WHAT IS NEEDED:
Give back every record below, character for character.

Referring expression pointing data:
□ □ □ □ □
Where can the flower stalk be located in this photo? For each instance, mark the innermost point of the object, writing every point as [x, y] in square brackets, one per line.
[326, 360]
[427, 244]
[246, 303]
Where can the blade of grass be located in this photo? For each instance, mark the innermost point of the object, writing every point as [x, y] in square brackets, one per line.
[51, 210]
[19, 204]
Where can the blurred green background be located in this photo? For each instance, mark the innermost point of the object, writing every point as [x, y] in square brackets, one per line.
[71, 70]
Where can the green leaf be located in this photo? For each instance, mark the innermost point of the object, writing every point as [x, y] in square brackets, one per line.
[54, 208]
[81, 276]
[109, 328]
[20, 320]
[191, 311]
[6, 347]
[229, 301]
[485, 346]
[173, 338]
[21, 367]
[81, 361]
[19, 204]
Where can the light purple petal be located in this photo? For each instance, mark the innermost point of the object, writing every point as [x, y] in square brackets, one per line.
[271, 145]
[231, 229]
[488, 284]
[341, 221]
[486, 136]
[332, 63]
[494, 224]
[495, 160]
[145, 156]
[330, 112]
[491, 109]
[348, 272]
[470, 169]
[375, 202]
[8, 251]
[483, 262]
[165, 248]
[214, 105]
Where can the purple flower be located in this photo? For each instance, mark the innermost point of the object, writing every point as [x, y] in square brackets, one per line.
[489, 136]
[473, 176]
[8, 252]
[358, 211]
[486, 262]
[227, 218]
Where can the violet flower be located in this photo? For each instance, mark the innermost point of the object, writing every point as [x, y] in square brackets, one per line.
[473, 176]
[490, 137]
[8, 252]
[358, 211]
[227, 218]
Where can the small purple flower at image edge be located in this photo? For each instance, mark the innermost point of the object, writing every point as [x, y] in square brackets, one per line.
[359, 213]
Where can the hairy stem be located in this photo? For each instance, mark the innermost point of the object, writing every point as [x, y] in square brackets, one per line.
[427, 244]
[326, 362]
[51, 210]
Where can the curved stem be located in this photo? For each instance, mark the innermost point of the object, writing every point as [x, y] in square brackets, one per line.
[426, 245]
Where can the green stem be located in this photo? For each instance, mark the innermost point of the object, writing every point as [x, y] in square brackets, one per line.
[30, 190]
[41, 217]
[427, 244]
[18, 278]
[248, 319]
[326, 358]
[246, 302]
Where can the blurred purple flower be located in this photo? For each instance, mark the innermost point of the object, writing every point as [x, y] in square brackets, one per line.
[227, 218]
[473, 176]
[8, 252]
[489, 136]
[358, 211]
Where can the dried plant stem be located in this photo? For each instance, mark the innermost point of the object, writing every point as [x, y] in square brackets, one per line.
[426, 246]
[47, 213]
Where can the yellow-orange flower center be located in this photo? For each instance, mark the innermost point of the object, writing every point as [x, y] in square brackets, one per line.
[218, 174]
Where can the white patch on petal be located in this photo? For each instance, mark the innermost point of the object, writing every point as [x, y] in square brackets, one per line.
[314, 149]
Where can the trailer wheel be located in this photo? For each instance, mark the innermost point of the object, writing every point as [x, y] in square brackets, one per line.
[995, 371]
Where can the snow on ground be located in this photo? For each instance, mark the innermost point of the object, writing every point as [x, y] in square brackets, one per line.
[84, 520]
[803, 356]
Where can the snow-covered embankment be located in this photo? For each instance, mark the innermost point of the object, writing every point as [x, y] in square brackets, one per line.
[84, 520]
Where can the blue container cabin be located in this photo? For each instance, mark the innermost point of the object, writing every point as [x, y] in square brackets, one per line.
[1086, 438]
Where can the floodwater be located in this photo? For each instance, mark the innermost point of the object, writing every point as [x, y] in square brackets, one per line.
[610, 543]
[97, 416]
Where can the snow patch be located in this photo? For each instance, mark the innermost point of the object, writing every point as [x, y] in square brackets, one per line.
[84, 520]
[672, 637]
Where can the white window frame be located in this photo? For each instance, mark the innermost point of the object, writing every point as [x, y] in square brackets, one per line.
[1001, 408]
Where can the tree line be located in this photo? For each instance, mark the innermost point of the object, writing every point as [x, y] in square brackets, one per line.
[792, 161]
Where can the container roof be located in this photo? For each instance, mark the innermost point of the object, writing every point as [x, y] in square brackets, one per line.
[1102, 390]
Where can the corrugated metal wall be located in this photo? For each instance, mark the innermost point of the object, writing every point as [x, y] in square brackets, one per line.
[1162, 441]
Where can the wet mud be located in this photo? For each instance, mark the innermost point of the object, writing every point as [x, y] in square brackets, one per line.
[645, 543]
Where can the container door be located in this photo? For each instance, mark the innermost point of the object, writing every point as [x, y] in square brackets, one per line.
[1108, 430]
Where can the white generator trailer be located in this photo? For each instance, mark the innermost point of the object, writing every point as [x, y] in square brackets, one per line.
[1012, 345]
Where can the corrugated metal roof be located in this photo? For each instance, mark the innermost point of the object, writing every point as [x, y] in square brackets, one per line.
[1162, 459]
□ □ □ □ □
RESULT FOR THIS TASK:
Where can the flower stalk be located in this photo? For each instance, mark the innermost point of the object, writing every point as [x, y] in square brackets, one per line.
[326, 360]
[427, 244]
[246, 303]
Where can the blade of grass be located in this photo? For each instance, mark the innermost point of the object, writing every point as [x, y] in square brackets, one per line.
[51, 210]
[19, 204]
Where can the blurred green background be located in this photo? For each instance, mark the innermost point of the object, writing every point as [x, y] in square brackets, one per line.
[71, 70]
Where can the green leaf be located in this photo? For each instance, mark the innermost point of the object, writing every point as [x, y] in square brackets, one per line.
[54, 208]
[81, 276]
[109, 328]
[20, 320]
[191, 311]
[6, 347]
[229, 301]
[485, 346]
[173, 338]
[21, 367]
[81, 361]
[19, 204]
Where can the light purple petal be located in this photo? For each instance, mark the innermost point of the object, writing every point as [x, y] in square brackets, one per line.
[271, 145]
[231, 229]
[488, 284]
[341, 221]
[486, 136]
[332, 63]
[494, 224]
[495, 160]
[145, 156]
[330, 112]
[491, 109]
[348, 272]
[470, 169]
[375, 202]
[8, 251]
[483, 262]
[165, 248]
[214, 105]
Where can the purple flower be located in this photo? For each instance, mark the innermost point of the object, writing every point as [x, y] in square brackets, one per line.
[489, 136]
[473, 176]
[8, 252]
[358, 211]
[486, 262]
[227, 218]
Where can the violet flower be located in this photo? For each instance, mark the innermost point of the object, writing every point as [x, y] in square brackets, one per line.
[473, 176]
[490, 137]
[8, 252]
[358, 211]
[227, 218]
Where can the small purple flower at image edge be located in this photo? For each instance, mark the innermost point of the object, writing every point as [x, y] in square brackets, one per line.
[359, 213]
Where can the hairy stem be located in this photo? For each instance, mark the innermost point of the object, writing every point as [x, y] in square brackets, one per line.
[427, 244]
[326, 362]
[51, 210]
Where can the curved stem be located in this photo? For each instance, mark the innermost point of the object, writing every point as [x, y] in square brackets, one per line.
[426, 245]
Where can the green stem be located in this photo? For each instance, mark the innermost point of the object, writing every point as [x, y] in square brackets, one per line.
[30, 190]
[41, 217]
[427, 244]
[18, 278]
[248, 319]
[326, 358]
[246, 302]
Where can the blurred purple flower be located in this photo? For each instance, mark the innermost point of the object, writing every point as [x, y] in square brackets, one per line.
[227, 218]
[473, 176]
[8, 252]
[489, 136]
[358, 211]
Where can the dried plant stem be located in this photo? For each instance, mark the innermost point of the object, writing every point as [x, y] in square brackets, one per line.
[426, 246]
[47, 213]
Where can the yellow-orange flower center be located in this photo? For each instance, mark the innermost point of the object, writing every point as [x, y] in square brackets, one per line.
[218, 174]
Where can the white patch on petal be located in this photo? For each instance, mark the innermost point of the object, writing every point as [x, y] in square brackets, one per line.
[314, 149]
Where can the trailer wheel be located in this photo? For each instance, mark the innermost point of the object, writing every point as [x, y] in square brackets, one per line.
[995, 371]
Where can the snow on ground be located in this photo? For each instance, mark the innermost point of the object, writing every point as [x, y] in square brackets, one per line.
[84, 520]
[803, 356]
Where can the snow-covered embankment be located in this photo? For each instance, mark the innermost point of the object, writing every point as [x, y] in square brackets, one per line.
[84, 520]
Where can the blue container cabin be located in this photo? For each instance, mark the innermost point of the object, writing every point as [x, y] in square brackets, one per line.
[1086, 438]
Where can the floodwater be located in this photo? For each instance, mark the innermost point of the object, writing every point as [x, y] in square brackets, one per line.
[610, 543]
[97, 416]
Where can the snow patch be located in this photo? For each instance, mark the innermost point of the object, writing every point as [x, y] in square brackets, one per line.
[84, 520]
[672, 637]
Where can the white window frame be located in this photo? For each instance, mark the innermost point of the object, writing every point as [x, y] in square brackets, one per line.
[1001, 408]
Where can the tree line be located in this photo? For each instance, mark the innermost point of the object, writing every point as [x, y] in square brackets, one per line.
[792, 161]
Where can the container roof be located in this photo? For each instance, mark the innermost point of the object, writing every point as [x, y] in square brackets, one per line.
[1102, 390]
Where can the corrugated metal wall be located in this photo? For each instance, mark the innermost point of the object, writing every point as [x, y] in square brackets, one per line.
[1162, 441]
Where can the wet mud be located in this photo? For each instance, mark the innermost point of the object, writing every point as [x, y] in square brackets, one per line.
[645, 543]
Where can the container door be located in this photo? For each instance, mark the innermost point of the object, writing every point as [x, y] in square brackets, one per line.
[1108, 430]
Where can the white generator trailer be located in this photo? For each instance, mark the innermost point of the object, writing every point as [x, y] in square brackets, one per line.
[1012, 345]
Where can the corrugated metal roof be located in this photo? For each instance, mark the innermost point of the object, writing every point as [x, y] in square brackets, one per line.
[1162, 459]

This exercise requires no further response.